What this task involves | Please print every one of the lines below word for word, leaving out any pictures.

Record set |

<<<<

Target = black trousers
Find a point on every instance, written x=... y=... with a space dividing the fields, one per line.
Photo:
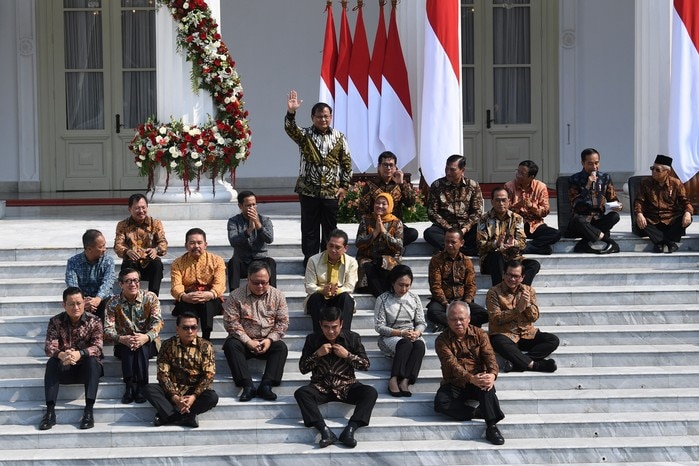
x=238 y=269
x=434 y=235
x=437 y=314
x=494 y=265
x=86 y=371
x=316 y=214
x=317 y=302
x=451 y=400
x=363 y=397
x=205 y=311
x=579 y=227
x=134 y=363
x=151 y=273
x=661 y=233
x=155 y=394
x=237 y=355
x=537 y=348
x=543 y=237
x=408 y=359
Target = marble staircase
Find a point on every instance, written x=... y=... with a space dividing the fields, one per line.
x=627 y=388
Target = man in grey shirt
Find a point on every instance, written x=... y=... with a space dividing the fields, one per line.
x=249 y=233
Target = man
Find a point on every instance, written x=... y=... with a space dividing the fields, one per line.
x=74 y=348
x=454 y=201
x=390 y=180
x=93 y=272
x=249 y=234
x=133 y=322
x=452 y=278
x=198 y=281
x=256 y=318
x=469 y=370
x=589 y=191
x=330 y=279
x=512 y=311
x=529 y=198
x=331 y=355
x=140 y=241
x=186 y=368
x=662 y=208
x=325 y=173
x=501 y=238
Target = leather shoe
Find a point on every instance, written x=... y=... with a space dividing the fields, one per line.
x=265 y=392
x=327 y=437
x=248 y=394
x=347 y=437
x=88 y=421
x=48 y=421
x=190 y=420
x=128 y=394
x=492 y=433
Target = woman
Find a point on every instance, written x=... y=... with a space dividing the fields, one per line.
x=400 y=321
x=379 y=245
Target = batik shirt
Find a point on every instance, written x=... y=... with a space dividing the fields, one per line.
x=247 y=316
x=463 y=359
x=331 y=373
x=186 y=369
x=326 y=164
x=95 y=279
x=455 y=205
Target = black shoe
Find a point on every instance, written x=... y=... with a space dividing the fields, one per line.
x=189 y=420
x=48 y=421
x=128 y=396
x=138 y=396
x=265 y=392
x=88 y=421
x=248 y=394
x=347 y=437
x=327 y=437
x=611 y=248
x=545 y=365
x=583 y=246
x=492 y=433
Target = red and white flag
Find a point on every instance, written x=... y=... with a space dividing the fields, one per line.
x=396 y=128
x=441 y=133
x=683 y=122
x=375 y=77
x=358 y=96
x=342 y=74
x=327 y=67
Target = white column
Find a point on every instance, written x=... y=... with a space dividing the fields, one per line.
x=176 y=99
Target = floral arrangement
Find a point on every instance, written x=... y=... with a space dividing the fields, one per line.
x=219 y=145
x=348 y=211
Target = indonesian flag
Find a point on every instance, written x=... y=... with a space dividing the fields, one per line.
x=441 y=133
x=358 y=96
x=683 y=132
x=327 y=67
x=396 y=129
x=342 y=75
x=375 y=77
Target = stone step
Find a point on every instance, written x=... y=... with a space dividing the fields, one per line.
x=18 y=386
x=420 y=404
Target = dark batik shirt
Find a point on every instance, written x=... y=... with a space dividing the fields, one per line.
x=331 y=373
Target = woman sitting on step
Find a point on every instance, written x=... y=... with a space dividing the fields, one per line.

>>>>

Output for this task |
Target = black trousers
Find a point on every instance, written x=... y=... with a space dividing the fields, one per line.
Photo:
x=238 y=269
x=434 y=235
x=437 y=314
x=494 y=265
x=86 y=371
x=316 y=214
x=317 y=302
x=451 y=400
x=363 y=397
x=205 y=311
x=579 y=227
x=134 y=363
x=151 y=273
x=661 y=233
x=155 y=394
x=237 y=355
x=537 y=348
x=543 y=237
x=408 y=359
Target = marble staircase
Find a point on every instance, written x=... y=... with a space dividing the fields, one per line.
x=627 y=388
Target = man in grey shirt
Find a point on every instance, written x=... y=... with a space dividing the fields, one per line.
x=249 y=233
Target = man
Find a point on every instance, written x=... y=... with a space dividing the fields, one per line.
x=74 y=348
x=454 y=201
x=390 y=180
x=93 y=272
x=249 y=234
x=133 y=322
x=452 y=278
x=198 y=281
x=256 y=318
x=469 y=370
x=589 y=191
x=330 y=279
x=512 y=311
x=529 y=198
x=331 y=355
x=140 y=241
x=186 y=368
x=662 y=208
x=325 y=173
x=501 y=238
Target = leather shoe
Find a point on every instance, written x=... y=... with a space dividing the fields, one per line.
x=265 y=392
x=327 y=437
x=248 y=394
x=347 y=437
x=88 y=421
x=48 y=421
x=190 y=420
x=128 y=394
x=492 y=433
Target = woman
Find a point on every instance, written x=... y=... with a space dividing the fields, one per line.
x=400 y=321
x=379 y=245
Target = batik shirt
Find a point on every instance, written x=... y=... with a space dividing the fields, one per line.
x=247 y=316
x=463 y=359
x=331 y=373
x=186 y=369
x=326 y=164
x=95 y=279
x=455 y=205
Target = black shoe
Find a point on every instance, written x=... y=... with a space dividing the fields, one per line.
x=189 y=420
x=48 y=421
x=128 y=396
x=138 y=396
x=265 y=392
x=88 y=421
x=248 y=394
x=347 y=437
x=327 y=437
x=611 y=248
x=545 y=365
x=583 y=246
x=492 y=433
Target = red and white flag
Find a point on every instance, written x=... y=... with a space dividing the fields, one per line.
x=396 y=128
x=441 y=133
x=683 y=122
x=375 y=77
x=358 y=96
x=342 y=74
x=327 y=67
Target = white column
Find a point on every instance, written x=... y=... with a space dividing the fields, one per line.
x=176 y=99
Target = floral arrangement
Find a point on every instance, written x=... y=... with a space dividing the fields, one per line.
x=219 y=145
x=348 y=211
Target = indonesian flag
Find a point on every instance, written x=... y=... with a space dividing the fields, one per line.
x=441 y=133
x=358 y=96
x=683 y=132
x=327 y=67
x=396 y=129
x=342 y=75
x=375 y=77
Target = stone step
Find a point on every instance, written x=... y=... with a space dividing the fields, one per line.
x=18 y=386
x=420 y=404
Target = dark batik shirt
Find a point on every instance, written x=... y=... with a space dividing the fields, one per line.
x=331 y=373
Target = woman sitting on step
Find a point on every instance, written x=... y=... with a space dividing the fields, one per line.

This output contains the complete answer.